**GOAL A**. Print the passage of the switch review from "TP-LINK 5-Port Gigabit" to "me on Twitter.".

**TEXT**.
# # # # # # #
TP-LINK 5-Port Gigabit Desktop Switch

Due to updates, over time, that have been made to the site and the age of this article, this post may not display correctly. In particular images may be missing or product reviews display incorrectly.

If this is the case and you'd particularly like me to fix it, then please reach out to me on Twitter.

I’ve been needing a switch for some time. As with most people I rely on the ports on the back of my ISP supplied router, but those 4 don’t get very far. For some time it’s been filled by my desktop PC, NAS, Pogoplug and Solwise Homeplug. Now I have a Raspberry Pi  I could do with one more. And I’ve also recently upgraded my NAS (also more on that in later review) to a speedier version – the 100 Mbps speed of my router just isn’t cutting it.

The TP-LINK I bought for 2 reasons – it has a Gigabit connection (i.e. 1000 Mbps) and it was cheap (I bought mine for less than £15 from Amazon).
# # # # # # #
**EXTRACTED ENTRIES**.

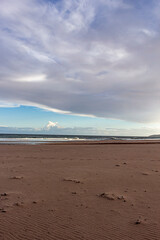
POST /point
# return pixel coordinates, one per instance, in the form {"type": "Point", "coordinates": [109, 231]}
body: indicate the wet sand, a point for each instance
{"type": "Point", "coordinates": [80, 191]}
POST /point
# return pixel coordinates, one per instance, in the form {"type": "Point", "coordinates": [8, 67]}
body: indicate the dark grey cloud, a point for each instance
{"type": "Point", "coordinates": [87, 57]}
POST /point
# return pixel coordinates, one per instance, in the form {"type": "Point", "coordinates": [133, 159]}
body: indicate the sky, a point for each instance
{"type": "Point", "coordinates": [80, 67]}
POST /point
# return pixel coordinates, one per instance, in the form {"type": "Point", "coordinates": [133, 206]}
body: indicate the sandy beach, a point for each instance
{"type": "Point", "coordinates": [80, 191]}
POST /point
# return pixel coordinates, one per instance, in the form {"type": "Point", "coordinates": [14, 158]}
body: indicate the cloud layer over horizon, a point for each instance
{"type": "Point", "coordinates": [84, 57]}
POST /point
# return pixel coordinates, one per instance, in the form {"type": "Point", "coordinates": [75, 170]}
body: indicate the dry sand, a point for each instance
{"type": "Point", "coordinates": [80, 191]}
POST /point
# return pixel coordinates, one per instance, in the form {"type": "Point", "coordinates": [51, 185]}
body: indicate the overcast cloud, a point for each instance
{"type": "Point", "coordinates": [88, 57]}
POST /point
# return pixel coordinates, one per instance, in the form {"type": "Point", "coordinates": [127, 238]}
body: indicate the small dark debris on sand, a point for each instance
{"type": "Point", "coordinates": [74, 193]}
{"type": "Point", "coordinates": [71, 180]}
{"type": "Point", "coordinates": [3, 194]}
{"type": "Point", "coordinates": [145, 174]}
{"type": "Point", "coordinates": [16, 177]}
{"type": "Point", "coordinates": [2, 210]}
{"type": "Point", "coordinates": [138, 221]}
{"type": "Point", "coordinates": [111, 196]}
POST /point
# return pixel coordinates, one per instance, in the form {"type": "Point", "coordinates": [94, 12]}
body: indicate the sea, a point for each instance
# # # # # # #
**GOAL B**. Count the lines in the entries that contain the string "cloud", and reply with only the number.

**RIGHT ANSWER A**.
TP-LINK 5-Port Gigabit Desktop Switch

Due to updates, over time, that have been made to the site and the age of this article, this post may not display correctly. In particular images may be missing or product reviews display incorrectly.

If this is the case and you'd particularly like me to fix it, then please reach out to me on Twitter.

**RIGHT ANSWER B**. 3